(Beginning of EXCERPTED PASSAGE)
You meet the Dive Makai boat at the marina north of Kailua Kona and south
of the airport.  The boat is on a trailer, and they load your gear and set
up your tanks before putting the boat in the water.  It is a 30 footer and
accommodates 12 divers plus 3 crew.  There is a covered cabin over half the
deck and a dry area under the deck in the bow.  Although we thought the
boat would be cramped, Dive Makai had optimized the equipment storage,
seating, and process of getting in and out of the water so that everything
went very smoothly.  We got a very good safety brief, boat brief, and
thorough dive site briefings (with photos from the fish ID book) for each

The first dive set was an afternoon dive with a total of eight divers
followed by a manta ray dive at Garden Eel Cove.  The dives are guided and
it is well worthwhile to follow the guide, who knows the area and where to
find everything discussed in the briefing.  The pace is slow enough for
photographers, which my wife and I are, but the whole dive is packed with
things to see.  On the first dive the highlights were a small free-swimming
manta ray, harlequin shrimp, several leaf scorpion fish (look like
frogfish, for those used to the Caribbean), and several species of moray
eels, plus the garden eels and the usual tropicals.
(End of EXCERPTED PASSAGE)
(Beginning of SUPPLIED RECORDS)
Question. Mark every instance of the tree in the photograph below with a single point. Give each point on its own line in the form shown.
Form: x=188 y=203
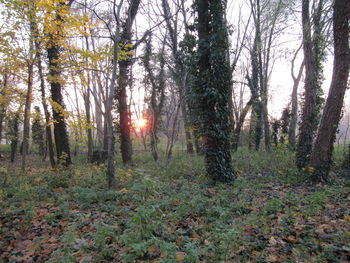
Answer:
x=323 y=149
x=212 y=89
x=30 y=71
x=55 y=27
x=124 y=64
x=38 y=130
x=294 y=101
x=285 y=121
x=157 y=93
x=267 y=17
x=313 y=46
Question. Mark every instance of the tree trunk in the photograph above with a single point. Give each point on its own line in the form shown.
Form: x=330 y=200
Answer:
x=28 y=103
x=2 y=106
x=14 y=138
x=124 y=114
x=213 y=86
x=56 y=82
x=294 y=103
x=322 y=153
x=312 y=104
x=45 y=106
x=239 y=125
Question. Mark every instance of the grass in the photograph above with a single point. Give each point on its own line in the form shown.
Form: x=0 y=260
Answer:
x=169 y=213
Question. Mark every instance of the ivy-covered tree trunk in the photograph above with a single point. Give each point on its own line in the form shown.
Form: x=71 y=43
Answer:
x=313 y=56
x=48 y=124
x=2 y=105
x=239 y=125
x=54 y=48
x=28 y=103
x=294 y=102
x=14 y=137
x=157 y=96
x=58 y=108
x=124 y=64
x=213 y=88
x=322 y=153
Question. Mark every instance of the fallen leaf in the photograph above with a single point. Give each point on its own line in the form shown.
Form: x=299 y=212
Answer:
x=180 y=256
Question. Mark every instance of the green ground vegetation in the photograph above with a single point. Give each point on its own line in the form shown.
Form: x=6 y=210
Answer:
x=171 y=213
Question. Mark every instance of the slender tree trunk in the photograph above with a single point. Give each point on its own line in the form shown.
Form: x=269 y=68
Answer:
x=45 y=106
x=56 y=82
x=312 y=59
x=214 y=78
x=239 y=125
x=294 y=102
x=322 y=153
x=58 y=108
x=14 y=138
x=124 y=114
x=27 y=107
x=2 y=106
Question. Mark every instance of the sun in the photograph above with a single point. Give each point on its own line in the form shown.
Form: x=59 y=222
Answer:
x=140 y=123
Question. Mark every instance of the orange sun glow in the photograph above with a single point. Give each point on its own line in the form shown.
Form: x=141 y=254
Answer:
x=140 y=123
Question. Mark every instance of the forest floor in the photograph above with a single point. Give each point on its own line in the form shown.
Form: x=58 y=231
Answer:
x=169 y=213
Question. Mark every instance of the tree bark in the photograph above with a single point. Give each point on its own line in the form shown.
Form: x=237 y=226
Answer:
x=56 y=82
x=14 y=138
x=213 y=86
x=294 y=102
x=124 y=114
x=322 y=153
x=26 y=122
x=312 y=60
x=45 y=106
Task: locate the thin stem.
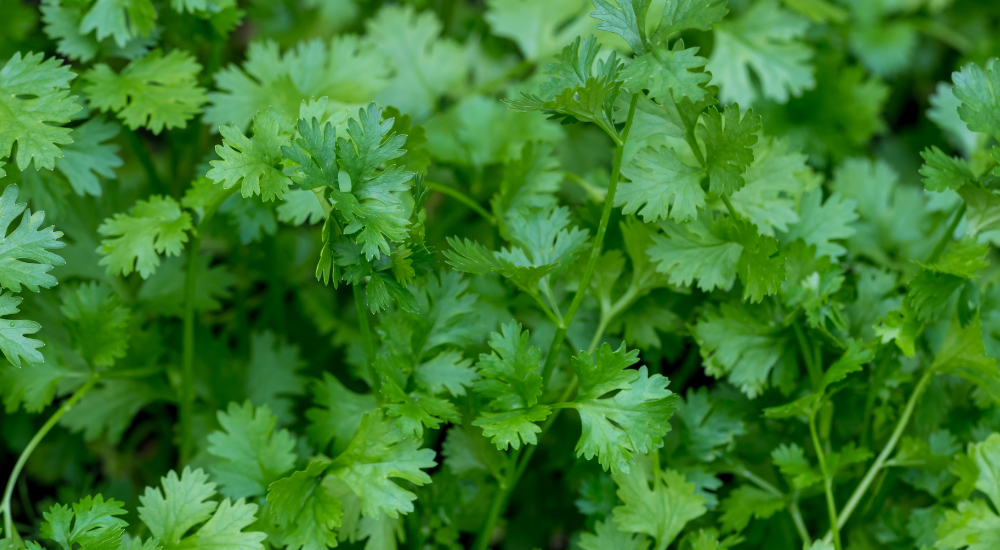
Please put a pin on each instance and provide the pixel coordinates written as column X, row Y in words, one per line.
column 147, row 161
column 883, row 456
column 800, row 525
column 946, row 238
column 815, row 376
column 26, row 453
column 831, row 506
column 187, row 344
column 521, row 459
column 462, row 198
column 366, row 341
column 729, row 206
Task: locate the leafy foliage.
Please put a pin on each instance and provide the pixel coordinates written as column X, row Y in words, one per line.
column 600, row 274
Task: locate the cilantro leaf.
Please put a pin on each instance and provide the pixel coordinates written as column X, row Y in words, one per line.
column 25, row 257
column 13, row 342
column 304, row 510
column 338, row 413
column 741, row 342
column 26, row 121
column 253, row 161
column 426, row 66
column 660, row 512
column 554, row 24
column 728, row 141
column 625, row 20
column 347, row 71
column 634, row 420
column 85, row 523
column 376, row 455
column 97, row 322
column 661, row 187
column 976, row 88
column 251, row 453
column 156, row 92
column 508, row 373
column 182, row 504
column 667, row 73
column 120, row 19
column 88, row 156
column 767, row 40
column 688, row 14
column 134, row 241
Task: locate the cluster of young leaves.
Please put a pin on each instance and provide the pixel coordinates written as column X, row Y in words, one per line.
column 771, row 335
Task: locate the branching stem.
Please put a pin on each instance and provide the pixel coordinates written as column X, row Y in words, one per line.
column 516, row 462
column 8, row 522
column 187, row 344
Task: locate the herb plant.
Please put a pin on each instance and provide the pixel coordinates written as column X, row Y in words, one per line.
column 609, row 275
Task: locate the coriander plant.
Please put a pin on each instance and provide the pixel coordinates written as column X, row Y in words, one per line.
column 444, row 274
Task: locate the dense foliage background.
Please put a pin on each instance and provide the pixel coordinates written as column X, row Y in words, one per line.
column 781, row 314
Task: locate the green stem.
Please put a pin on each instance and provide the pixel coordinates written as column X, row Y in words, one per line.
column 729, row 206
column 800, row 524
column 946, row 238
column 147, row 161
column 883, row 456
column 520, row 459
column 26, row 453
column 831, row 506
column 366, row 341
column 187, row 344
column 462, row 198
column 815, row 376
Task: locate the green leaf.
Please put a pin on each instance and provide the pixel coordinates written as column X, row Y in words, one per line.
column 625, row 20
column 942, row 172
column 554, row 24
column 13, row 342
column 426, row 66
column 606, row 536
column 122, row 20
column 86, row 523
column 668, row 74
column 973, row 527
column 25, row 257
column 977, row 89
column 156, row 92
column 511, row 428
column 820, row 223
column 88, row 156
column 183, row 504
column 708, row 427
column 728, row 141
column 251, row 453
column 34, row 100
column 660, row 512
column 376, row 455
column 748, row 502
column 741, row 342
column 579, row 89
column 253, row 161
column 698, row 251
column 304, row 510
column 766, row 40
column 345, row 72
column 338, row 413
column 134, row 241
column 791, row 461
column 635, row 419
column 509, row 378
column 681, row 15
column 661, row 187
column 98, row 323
(End of SUPPLIED RECORDS)
PROBLEMS AND TASKS
1) In the dive report, how many people does the Dive Makai boat accommodate?
2) Return the part of the dive report between "The first dive set" and "the usual tropicals.", inclusive, copied word for word.

RESPONSES IN ORDER
1) 12 divers plus 3 crew.

2)
The first dive set was an afternoon dive with a total of eight divers
followed by a manta ray dive at Garden Eel Cove.  The dives are guided and
it is well worthwhile to follow the guide, who knows the area and where to
find everything discussed in the briefing.  The pace is slow enough for
photographers, which my wife and I are, but the whole dive is packed with
things to see.  On the first dive the highlights were a small free-swimming
manta ray, harlequin shrimp, several leaf scorpion fish (look like
frogfish, for those used to the Caribbean), and several species of moray
eels, plus the garden eels and the usual tropicals.